§ **To do**:
Return all lines from the listing below in which "then" appears.

[Given entries]

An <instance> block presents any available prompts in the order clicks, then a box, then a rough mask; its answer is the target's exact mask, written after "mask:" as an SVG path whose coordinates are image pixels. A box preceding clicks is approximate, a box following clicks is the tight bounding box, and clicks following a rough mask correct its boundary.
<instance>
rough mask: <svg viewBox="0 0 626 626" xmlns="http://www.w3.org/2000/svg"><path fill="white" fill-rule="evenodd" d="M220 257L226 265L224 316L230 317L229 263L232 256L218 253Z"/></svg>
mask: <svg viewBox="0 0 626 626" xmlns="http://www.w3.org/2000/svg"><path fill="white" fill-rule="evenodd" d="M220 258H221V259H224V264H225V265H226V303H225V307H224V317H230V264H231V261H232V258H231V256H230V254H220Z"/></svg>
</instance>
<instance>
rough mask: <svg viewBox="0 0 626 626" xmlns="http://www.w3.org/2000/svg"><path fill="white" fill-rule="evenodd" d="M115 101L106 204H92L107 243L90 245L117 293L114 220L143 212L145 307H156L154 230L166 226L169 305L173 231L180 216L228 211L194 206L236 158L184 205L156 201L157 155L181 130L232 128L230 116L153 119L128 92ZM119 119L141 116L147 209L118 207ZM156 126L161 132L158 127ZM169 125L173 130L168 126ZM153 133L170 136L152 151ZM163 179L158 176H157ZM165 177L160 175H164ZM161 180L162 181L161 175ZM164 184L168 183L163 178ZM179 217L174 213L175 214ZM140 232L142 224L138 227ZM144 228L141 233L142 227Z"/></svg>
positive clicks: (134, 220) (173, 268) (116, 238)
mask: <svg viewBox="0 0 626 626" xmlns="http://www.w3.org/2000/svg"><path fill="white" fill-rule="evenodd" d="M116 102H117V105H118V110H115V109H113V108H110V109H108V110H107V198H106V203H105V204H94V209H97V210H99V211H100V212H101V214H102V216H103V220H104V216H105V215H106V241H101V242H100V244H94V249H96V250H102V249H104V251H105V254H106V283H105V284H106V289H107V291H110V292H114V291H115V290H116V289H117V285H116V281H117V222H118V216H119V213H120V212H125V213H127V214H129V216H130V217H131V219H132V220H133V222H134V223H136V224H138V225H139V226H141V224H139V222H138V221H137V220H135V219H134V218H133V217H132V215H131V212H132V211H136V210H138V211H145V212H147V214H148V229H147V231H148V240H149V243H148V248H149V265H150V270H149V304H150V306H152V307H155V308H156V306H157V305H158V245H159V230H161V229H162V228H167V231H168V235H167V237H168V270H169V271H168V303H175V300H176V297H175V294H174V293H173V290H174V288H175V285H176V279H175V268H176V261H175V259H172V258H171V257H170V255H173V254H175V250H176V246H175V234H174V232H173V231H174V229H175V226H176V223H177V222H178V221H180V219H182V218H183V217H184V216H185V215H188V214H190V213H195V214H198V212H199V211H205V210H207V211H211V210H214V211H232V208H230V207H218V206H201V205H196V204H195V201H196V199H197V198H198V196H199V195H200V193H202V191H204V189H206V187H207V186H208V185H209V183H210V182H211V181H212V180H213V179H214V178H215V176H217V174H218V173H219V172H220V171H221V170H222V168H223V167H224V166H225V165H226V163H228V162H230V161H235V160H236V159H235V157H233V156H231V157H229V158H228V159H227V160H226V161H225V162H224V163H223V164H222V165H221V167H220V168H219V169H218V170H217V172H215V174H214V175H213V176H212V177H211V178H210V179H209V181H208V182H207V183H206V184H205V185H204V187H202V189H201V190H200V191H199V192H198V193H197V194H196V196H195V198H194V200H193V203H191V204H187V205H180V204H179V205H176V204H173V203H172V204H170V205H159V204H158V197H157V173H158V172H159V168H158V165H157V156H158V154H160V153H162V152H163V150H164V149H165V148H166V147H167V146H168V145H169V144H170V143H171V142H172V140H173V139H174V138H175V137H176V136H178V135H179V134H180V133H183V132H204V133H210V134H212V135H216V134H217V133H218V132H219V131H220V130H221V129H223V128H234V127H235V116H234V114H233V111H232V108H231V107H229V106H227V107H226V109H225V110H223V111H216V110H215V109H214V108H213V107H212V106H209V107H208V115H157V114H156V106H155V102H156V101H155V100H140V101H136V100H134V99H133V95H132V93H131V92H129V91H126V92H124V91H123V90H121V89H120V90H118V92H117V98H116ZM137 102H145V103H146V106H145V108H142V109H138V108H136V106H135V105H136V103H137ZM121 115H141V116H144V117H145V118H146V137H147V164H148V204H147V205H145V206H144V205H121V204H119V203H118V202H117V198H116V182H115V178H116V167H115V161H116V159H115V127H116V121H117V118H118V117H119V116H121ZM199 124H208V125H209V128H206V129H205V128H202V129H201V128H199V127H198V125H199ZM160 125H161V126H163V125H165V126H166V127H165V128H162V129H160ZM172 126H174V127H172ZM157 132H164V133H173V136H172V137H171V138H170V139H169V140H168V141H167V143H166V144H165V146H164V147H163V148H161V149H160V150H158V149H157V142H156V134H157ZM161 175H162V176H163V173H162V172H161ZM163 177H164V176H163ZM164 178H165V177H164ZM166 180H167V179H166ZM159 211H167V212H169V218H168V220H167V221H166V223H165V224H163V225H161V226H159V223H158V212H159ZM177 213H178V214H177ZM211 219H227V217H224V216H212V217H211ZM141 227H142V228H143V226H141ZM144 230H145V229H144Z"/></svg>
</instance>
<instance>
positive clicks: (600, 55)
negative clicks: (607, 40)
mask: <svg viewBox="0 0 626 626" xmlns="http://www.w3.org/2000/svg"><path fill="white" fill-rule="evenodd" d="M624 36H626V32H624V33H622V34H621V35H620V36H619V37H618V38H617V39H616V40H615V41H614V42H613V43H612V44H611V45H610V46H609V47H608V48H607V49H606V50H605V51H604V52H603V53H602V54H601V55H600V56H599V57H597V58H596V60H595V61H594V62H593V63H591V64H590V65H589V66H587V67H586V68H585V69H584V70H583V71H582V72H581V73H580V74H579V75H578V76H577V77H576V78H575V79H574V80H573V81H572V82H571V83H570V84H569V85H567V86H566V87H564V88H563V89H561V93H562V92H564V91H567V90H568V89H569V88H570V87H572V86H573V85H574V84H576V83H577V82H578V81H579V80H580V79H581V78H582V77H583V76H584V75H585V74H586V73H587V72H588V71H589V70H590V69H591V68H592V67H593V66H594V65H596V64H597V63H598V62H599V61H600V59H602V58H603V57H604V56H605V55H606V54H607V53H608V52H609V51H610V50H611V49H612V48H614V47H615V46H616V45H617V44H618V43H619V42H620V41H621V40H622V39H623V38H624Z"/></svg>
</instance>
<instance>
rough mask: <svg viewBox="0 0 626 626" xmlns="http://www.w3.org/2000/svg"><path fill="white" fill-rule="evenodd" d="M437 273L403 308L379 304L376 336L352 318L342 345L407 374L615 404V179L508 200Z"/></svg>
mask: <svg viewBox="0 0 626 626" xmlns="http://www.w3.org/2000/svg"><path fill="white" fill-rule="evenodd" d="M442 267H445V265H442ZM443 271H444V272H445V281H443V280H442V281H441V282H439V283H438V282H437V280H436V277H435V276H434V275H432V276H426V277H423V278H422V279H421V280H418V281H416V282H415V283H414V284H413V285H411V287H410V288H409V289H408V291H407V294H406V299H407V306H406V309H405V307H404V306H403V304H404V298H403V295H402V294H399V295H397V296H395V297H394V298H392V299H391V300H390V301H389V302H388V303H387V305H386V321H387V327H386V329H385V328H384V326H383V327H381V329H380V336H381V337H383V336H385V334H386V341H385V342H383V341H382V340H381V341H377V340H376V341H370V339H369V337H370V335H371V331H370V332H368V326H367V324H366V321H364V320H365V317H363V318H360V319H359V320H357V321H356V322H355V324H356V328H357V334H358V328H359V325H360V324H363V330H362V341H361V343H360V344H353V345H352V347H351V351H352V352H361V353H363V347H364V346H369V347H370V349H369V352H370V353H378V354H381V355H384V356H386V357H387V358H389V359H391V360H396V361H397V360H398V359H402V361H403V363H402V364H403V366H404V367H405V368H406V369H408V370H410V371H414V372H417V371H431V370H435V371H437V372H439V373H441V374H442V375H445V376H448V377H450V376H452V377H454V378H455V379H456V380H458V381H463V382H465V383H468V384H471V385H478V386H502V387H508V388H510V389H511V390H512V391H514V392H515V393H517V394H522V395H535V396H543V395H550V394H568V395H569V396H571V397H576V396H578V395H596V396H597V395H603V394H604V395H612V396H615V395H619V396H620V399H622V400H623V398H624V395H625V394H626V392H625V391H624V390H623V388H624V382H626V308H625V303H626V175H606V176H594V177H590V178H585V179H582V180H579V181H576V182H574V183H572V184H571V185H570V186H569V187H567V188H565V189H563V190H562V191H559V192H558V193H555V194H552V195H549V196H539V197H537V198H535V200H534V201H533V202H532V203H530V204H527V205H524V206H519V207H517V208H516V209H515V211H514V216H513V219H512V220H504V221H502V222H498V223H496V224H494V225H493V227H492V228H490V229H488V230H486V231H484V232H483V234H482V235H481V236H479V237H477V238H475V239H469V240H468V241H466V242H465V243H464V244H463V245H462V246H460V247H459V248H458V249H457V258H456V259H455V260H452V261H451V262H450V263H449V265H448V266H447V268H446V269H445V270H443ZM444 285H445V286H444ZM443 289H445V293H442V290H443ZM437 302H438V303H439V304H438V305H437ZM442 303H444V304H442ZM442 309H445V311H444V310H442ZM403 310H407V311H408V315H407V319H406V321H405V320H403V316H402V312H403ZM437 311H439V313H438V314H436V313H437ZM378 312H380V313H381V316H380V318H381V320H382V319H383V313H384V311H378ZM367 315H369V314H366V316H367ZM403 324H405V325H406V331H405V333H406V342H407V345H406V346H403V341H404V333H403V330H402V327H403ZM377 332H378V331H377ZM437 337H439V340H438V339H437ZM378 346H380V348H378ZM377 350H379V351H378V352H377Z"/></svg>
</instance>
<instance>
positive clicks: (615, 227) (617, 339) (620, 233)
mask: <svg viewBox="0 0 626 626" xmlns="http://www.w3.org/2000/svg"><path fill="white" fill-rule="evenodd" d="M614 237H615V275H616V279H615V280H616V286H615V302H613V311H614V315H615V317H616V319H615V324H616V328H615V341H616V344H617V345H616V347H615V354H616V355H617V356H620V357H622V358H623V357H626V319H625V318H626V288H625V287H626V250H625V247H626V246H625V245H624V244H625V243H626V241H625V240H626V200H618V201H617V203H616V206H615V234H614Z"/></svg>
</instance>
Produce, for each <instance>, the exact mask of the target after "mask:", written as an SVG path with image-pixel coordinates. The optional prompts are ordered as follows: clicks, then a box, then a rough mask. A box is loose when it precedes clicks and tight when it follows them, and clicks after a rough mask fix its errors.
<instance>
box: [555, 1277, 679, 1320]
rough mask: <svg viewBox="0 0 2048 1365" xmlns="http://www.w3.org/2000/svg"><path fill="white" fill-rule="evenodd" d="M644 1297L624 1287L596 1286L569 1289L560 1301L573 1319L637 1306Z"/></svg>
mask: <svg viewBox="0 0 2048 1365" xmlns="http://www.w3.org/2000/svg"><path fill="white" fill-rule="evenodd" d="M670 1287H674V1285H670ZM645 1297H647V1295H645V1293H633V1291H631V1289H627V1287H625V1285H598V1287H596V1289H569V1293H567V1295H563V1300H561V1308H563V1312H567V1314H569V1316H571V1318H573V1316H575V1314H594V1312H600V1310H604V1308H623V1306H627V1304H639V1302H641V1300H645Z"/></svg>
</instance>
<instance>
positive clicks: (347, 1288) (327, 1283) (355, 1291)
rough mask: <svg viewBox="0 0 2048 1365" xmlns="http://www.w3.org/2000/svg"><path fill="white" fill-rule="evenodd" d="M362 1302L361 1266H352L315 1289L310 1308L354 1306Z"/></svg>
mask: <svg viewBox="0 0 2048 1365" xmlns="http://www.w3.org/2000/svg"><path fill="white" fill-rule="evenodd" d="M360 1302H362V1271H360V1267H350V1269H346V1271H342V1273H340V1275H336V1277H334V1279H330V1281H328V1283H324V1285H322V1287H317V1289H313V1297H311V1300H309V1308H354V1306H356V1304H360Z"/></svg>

[/Given entries]

§ **Result for this task**:
An <instance> block presents any available prompts in the order clicks, then a box, then a rough mask; its answer is the target's exact mask, written after "mask:" as an SVG path whose coordinates are image pixels. A box preceding clicks is approximate, a box following clicks is the tight bounding box, and clicks following a rough mask correct its boundary.
Produce, for each <instance>, the exact mask of the target after "mask:", written as an SVG path with image-pixel coordinates. The optional prompts are ordered as follows: clicks, then a box, then a rough mask. A box is loose when it precedes clicks and tight when it follows them, and clicks after a rough mask fix its errors.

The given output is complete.